> **PROBLEM STATEMENT**: Below is a listing; reproduce each line of it exactly.

> **RECORDS PROVIDED**:
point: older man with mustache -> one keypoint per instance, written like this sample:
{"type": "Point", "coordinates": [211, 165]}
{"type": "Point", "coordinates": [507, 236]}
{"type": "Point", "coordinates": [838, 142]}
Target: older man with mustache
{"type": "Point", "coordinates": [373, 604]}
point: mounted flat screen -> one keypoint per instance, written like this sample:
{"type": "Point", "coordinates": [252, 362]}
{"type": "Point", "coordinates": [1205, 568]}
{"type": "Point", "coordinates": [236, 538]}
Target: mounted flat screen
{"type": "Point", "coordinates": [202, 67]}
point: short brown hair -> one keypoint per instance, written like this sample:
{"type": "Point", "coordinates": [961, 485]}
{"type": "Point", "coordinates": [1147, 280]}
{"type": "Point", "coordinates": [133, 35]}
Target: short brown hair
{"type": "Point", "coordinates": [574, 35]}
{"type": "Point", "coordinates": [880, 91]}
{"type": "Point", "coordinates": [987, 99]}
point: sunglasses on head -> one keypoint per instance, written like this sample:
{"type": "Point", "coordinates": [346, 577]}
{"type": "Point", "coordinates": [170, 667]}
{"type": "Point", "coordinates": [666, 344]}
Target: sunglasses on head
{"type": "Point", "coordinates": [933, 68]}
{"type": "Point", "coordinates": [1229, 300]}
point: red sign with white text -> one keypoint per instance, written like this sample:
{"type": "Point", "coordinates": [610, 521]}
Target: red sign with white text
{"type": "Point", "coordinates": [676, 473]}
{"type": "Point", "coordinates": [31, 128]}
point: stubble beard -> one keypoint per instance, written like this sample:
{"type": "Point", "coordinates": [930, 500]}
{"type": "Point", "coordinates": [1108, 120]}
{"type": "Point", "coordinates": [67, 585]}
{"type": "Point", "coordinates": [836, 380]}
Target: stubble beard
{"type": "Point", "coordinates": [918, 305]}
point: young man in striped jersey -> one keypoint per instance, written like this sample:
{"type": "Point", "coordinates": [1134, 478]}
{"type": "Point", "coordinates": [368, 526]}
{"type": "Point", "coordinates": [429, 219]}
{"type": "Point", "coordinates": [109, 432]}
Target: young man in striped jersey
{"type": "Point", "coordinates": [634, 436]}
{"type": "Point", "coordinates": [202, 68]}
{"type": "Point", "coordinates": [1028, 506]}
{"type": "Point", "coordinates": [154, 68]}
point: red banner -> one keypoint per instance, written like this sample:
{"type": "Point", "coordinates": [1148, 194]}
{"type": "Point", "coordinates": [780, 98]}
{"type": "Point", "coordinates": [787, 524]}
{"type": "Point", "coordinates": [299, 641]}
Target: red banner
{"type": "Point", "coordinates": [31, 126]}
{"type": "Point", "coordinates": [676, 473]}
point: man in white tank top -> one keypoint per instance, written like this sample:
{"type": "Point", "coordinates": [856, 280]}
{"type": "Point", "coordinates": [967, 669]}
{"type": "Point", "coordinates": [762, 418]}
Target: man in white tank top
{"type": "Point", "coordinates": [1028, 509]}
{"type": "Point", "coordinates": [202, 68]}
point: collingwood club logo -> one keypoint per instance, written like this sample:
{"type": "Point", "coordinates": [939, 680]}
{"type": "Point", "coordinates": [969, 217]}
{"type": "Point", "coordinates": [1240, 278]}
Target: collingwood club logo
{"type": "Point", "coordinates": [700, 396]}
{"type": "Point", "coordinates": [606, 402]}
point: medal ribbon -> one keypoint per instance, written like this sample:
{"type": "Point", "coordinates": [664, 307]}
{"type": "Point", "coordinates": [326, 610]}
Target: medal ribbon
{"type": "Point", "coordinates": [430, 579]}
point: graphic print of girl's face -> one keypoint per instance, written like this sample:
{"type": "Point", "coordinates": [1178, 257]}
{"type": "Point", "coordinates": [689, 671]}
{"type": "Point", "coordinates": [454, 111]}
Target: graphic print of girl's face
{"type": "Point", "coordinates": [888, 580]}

> **FINAL ANSWER**:
point: older man with mustache -> one keypoint per instance, written like this sample:
{"type": "Point", "coordinates": [211, 165]}
{"type": "Point", "coordinates": [507, 236]}
{"type": "Point", "coordinates": [838, 142]}
Target: older man with mustache
{"type": "Point", "coordinates": [373, 604]}
point: mounted flat screen -> one keypoint per instance, written like this sample:
{"type": "Point", "coordinates": [252, 362]}
{"type": "Point", "coordinates": [1205, 568]}
{"type": "Point", "coordinates": [236, 538]}
Target: mounted flat screen
{"type": "Point", "coordinates": [202, 67]}
point: short brown hair -> one keypoint per instance, written like this sample:
{"type": "Point", "coordinates": [961, 485]}
{"type": "Point", "coordinates": [1147, 280]}
{"type": "Point", "coordinates": [133, 35]}
Target: short brown hair
{"type": "Point", "coordinates": [574, 35]}
{"type": "Point", "coordinates": [880, 91]}
{"type": "Point", "coordinates": [987, 99]}
point: sunglasses on head -> one keypoint per instance, written like this sample:
{"type": "Point", "coordinates": [346, 577]}
{"type": "Point", "coordinates": [170, 667]}
{"type": "Point", "coordinates": [666, 344]}
Target: sunglasses on head
{"type": "Point", "coordinates": [933, 68]}
{"type": "Point", "coordinates": [1229, 300]}
point: red sign with white text -> one keypoint per instance, written like this sample:
{"type": "Point", "coordinates": [610, 521]}
Target: red sign with white text
{"type": "Point", "coordinates": [676, 473]}
{"type": "Point", "coordinates": [31, 128]}
point: stubble beard -> one keypoint per instance, written like this sample:
{"type": "Point", "coordinates": [930, 500]}
{"type": "Point", "coordinates": [1108, 120]}
{"type": "Point", "coordinates": [67, 585]}
{"type": "Point", "coordinates": [836, 380]}
Target: stubble beard
{"type": "Point", "coordinates": [918, 305]}
point: young man in striped jersey -> one keypoint per instance, written like this sample:
{"type": "Point", "coordinates": [1134, 478]}
{"type": "Point", "coordinates": [368, 526]}
{"type": "Point", "coordinates": [429, 219]}
{"type": "Point", "coordinates": [109, 432]}
Target: young man in striped jersey
{"type": "Point", "coordinates": [634, 436]}
{"type": "Point", "coordinates": [202, 68]}
{"type": "Point", "coordinates": [1028, 506]}
{"type": "Point", "coordinates": [154, 68]}
point: red banner -> one keypoint per instance, written like this sample:
{"type": "Point", "coordinates": [1148, 194]}
{"type": "Point", "coordinates": [780, 98]}
{"type": "Point", "coordinates": [787, 524]}
{"type": "Point", "coordinates": [299, 641]}
Target: red banner
{"type": "Point", "coordinates": [31, 126]}
{"type": "Point", "coordinates": [676, 473]}
point: man in white tank top -> one keypoint per instance, written like this sample:
{"type": "Point", "coordinates": [856, 280]}
{"type": "Point", "coordinates": [967, 669]}
{"type": "Point", "coordinates": [762, 418]}
Target: man in white tank top
{"type": "Point", "coordinates": [1028, 509]}
{"type": "Point", "coordinates": [202, 68]}
point: collingwood club logo -> one keypoint per instance, written like this sample:
{"type": "Point", "coordinates": [939, 680]}
{"type": "Point", "coordinates": [969, 217]}
{"type": "Point", "coordinates": [1240, 278]}
Target: collingwood club logo
{"type": "Point", "coordinates": [700, 396]}
{"type": "Point", "coordinates": [606, 402]}
point: medal ribbon -> one keypoint per instance, written like this sample:
{"type": "Point", "coordinates": [664, 307]}
{"type": "Point", "coordinates": [326, 610]}
Target: medal ribbon
{"type": "Point", "coordinates": [430, 579]}
point: graphic print of girl's face -> one keypoint per instance, written like this sample:
{"type": "Point", "coordinates": [1178, 257]}
{"type": "Point", "coordinates": [689, 671]}
{"type": "Point", "coordinates": [454, 111]}
Target: graphic print of girl's face
{"type": "Point", "coordinates": [888, 580]}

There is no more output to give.